* _TEXTE_:
Protection des chrétiens d’Orient, submersion migratoire, voyage en Russie, poursuites du Qatar contre Florian Philippot, interdiction du FN…
— Vous rentrez de quatre jours en Egypte où vous avez rencontré les plus hautes autorités religieuses et politiques du pays. Quelle est la réaction là-bas au projet du FN ?
— Le projet du FN, ils le connaissent mal. Le communiqué du grand imam d’Al-Azhar, Ahmad Al Tayyeb, le démontre. De manière très diplomatique il dit : « Nous avons discuté des positions de Marine Le Pen sur l’islam telles que rapportées par les médias internationaux. » J’ai eu l’occasion de lui expliquer qu’une partie de l’image du Front national était structurée avec la complicité de la classe politique et des médias par les fondamentalistes eux-mêmes qui ont tout intérêt, dans une stratégie assez bien développée, à hurler à l’islamophobie dès qu’on les attaque, pour essayer de coaliser l’ensemble des Français musulmans et de les laisser penser qu’ils sont victimes d’une injustice. J’ai été amenée à rétablir la vérité de ce qu’est le projet du Front national. Projet qui ne m’a pas semblé du tout les choquer. Et notamment le fait que l’on exige que chacun respecte les lois et les traditions du pays. C’est un sujet sur lequel nous sommes tous tombés d’accord tant avec le grand imam qu’avec le Premier ministre égyptien. C’était une œuvre de clarification que l’on ne peut faire en réalité que lorsque l’on se déplace et que l’on voit les gens directement. Sinon vous êtes l’otage de la caricature qui est faite par vos adversaires politiques de vous-même dans les médias.
Nous sommes tombés d’accord sur beaucoup de constats. Et d’abord le constat d’une très grande naïveté des gouvernements occidentaux à l’égard du fondamentalisme islamiste, de ses buts, de ses moyens, de ses capacités de propagation. Nous sommes parfaitement tombés d’accord sur les causes du développement du fondamentalisme au niveau international. A savoir l’Irak, la Libye, les choix qui ont été faits, y compris en Syrie dont l’Egypte n’est pourtant pas l’allié le plus naturel c’est le moins que l’on puisse dire. Et puis nous avons discuté avec le grand imam de la nécessaire coopération dans l’avenir entre le ministère des Cultes français et l’autorité d’Al-Azhar intervenant comme autorité indépendante dans le but de faire un audit sur le niveau de prise en main des centres cultuels mais aussi des centres culturels français par les fondamentalistes islamiques. L’idée n’étant pas d’aller chercher des solutions chez eux, car les solutions c’est à nous de les trouver, mais au moins de savoir de quoi l’on parle et de connaître le niveau de cette imprégnation.
— Vous avez également rencontré le patriarche copte, Théodore II d’Alexandrie ?

* _DONNÉES FOURNIES_:

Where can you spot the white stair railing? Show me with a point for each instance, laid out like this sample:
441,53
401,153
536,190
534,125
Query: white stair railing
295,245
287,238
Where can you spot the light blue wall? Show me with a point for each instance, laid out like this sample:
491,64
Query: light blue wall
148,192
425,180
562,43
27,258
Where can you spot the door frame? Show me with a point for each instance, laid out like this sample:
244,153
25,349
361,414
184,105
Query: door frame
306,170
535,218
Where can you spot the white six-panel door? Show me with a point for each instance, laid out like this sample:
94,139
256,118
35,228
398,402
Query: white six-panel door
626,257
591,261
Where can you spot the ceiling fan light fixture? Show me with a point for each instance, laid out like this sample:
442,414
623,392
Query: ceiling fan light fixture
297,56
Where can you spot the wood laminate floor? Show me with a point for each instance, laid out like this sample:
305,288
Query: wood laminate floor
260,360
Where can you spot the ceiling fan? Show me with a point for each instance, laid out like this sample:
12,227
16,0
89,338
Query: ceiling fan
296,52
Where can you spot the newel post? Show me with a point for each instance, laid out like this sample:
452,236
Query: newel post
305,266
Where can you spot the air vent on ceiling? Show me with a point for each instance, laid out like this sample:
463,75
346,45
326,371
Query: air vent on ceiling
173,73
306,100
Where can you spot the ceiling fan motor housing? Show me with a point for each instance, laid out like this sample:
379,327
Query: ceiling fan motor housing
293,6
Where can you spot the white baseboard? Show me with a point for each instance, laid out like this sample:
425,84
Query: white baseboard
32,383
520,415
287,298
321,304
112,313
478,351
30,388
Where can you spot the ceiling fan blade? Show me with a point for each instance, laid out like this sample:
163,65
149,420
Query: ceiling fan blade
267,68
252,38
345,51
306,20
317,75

* _CONSIGNES_:
(A) Dans l'entretien sur le voyage en Égypte, qui est l'auteur du communiqué cité ?
(B) Rédigez la suite de l'entretien sur le voyage en Égypte, en commençant par la réponse à la dernière question.

* _CORRIGÉ_:
(A) Le grand imam d'Al-Azhar, Ahmad Al Tayyeb.

(B)
— C’était un moment très émouvant pour moi. Mon arrière-grand-mère était copte, elle a vécu en Egypte toute sa vie, je venais aussi sur les traces de l’histoire familiale maternelle qui a été beaucoup moins médiatisée que l’histoire familiale paternelle. Mon arrière-grand-mère est née à Assiout, elle a vécu quasiment toute sa vie en Egypte. Ma grand-mère est née à Alexandrie et y a vécu vingt ans. Assiout est une ville où il y a une très grande communauté copte. Le Patriarche copte est un homme d’une très grande sagesse, d’une très grande bonté, remarquable, qui ne s’est jamais plaint alors que leur situation est très difficile. Nous avons rappelé que la France devait retrouver son rôle de protecteur des chrétiens d’Orient et nous avons exprimé au Patriarche toute notre solidarité à l’égard des chrétiens d’Orient et des chrétiens d’Egypte, ce qui n’est pas exactement la même chose.
— Par quel biais la France pourrait-elle protéger les chrétiens d’Orient ?
— Elle pourrait d’abord avoir une relation particulière avec eux. Elle pourrait participer à dénoncer sur la scène internationale leur situation, ce qu’elle se prive de faire aujourd’hui. Et puis accessoirement, prendre les bonnes décisions en matière internationale. C’est-à-dire considérer que la volonté d’éradication des chrétiens d’Orient est un élément qui doit contribuer à notre réflexion et à nos prises de décisions dans les différents pays où cette minorité est massacrée. En revanche, je trouve qu’il est un peu facile – et le patriarche copte était à ce sujet sur la même longueur d’onde que moi – de considérer, comme le gouvernement français, que la défense des minorités chrétiennes consiste à dire : on va en prendre 5 000. J’ai rappelé au Patriarche copte que j’étais tout à fait consciente que les coptes et les chrétiens d’une manière générale, n’avaient pas du tout envie de quitter leur pays. C’est leur pays, ils ont le droit d’y rester. Je parle quand même au Patriarche copte, descendant des pharaons, juste 4500 ans d’histoire ! Il était parfaitement d’accord avec ça.
— Vous dites qu’il y a 1,5 million de migrants qui attendent de traverser la Méditerranée, soit de l’Egypte, soit en partant de la Libye. Si vous étiez au pouvoir, que feriez-vous ?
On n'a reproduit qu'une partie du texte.